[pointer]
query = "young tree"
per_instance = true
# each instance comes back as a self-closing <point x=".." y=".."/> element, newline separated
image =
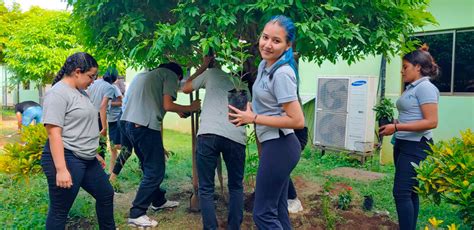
<point x="147" y="32"/>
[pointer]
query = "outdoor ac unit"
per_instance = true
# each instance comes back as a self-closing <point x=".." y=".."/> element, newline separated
<point x="344" y="118"/>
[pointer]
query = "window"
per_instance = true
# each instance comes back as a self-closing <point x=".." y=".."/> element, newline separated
<point x="453" y="51"/>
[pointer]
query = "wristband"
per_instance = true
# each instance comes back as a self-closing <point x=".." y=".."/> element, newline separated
<point x="255" y="119"/>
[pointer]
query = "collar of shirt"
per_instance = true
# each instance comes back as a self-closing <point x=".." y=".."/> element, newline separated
<point x="269" y="69"/>
<point x="415" y="83"/>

┄┄┄┄┄┄

Rewrite all the records above, substituting "sapling" for "young tree" and keeping everything else the same. Leave out the pictures.

[pointer]
query = "sapling"
per_instance = true
# each instance comes back as a self-closing <point x=".." y=".."/> element, newline separated
image =
<point x="147" y="32"/>
[pointer]
query = "outdoor ac unit"
per_instance = true
# each instance comes back as a self-closing <point x=".." y=".."/> element, newline separated
<point x="344" y="118"/>
[pointer]
query = "window"
per_instance = true
# each instance comes back as a self-closing <point x=".." y=".."/> element, newline separated
<point x="453" y="51"/>
[pointer]
query = "wristband"
per_instance = true
# each instance comes back as a self-closing <point x=".." y=".."/> element, newline separated
<point x="255" y="119"/>
[pointer]
query = "collar of shirt"
per_instance = true
# each instance comes back as a self-closing <point x=".." y=".."/> element, newline separated
<point x="269" y="69"/>
<point x="415" y="83"/>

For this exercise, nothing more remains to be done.